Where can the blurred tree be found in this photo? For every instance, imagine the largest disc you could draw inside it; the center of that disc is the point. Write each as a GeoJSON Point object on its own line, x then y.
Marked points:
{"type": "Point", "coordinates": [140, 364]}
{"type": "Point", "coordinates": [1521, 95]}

...

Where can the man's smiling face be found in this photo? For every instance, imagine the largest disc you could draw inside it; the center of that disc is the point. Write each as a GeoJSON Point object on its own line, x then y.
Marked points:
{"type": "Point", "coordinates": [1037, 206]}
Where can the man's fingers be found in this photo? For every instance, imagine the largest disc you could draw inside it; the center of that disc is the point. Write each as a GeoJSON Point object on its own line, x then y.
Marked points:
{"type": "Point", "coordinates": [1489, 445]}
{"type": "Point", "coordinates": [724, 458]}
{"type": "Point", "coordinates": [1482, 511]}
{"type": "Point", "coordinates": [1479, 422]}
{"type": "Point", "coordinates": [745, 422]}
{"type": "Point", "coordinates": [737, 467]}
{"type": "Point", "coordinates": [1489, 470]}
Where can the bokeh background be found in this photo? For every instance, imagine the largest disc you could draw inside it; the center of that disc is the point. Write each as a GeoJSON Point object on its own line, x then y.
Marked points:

* * *

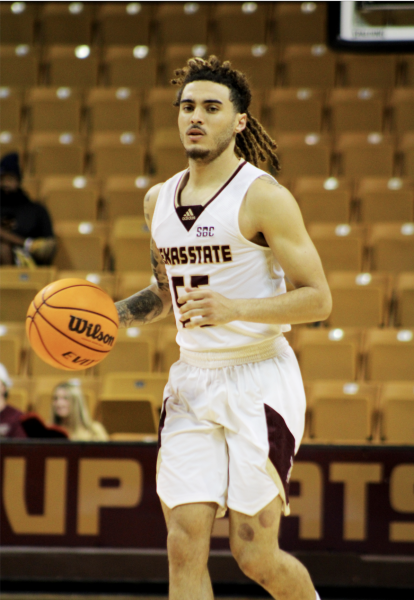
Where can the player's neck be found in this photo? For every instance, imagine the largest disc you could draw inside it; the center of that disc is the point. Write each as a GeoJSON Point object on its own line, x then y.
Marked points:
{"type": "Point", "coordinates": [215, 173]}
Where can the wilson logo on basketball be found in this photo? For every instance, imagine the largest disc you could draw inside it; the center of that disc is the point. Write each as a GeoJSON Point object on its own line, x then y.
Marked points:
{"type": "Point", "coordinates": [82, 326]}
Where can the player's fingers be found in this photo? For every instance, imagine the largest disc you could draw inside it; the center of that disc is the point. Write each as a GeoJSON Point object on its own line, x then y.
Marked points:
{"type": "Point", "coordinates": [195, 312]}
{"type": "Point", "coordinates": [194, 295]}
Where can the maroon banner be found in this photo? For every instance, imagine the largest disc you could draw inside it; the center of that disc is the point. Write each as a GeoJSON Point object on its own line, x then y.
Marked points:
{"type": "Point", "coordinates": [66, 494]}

> **Problem**
A single figure is expected: the count of lines in the data above that include the word "fingers".

> **Response area**
2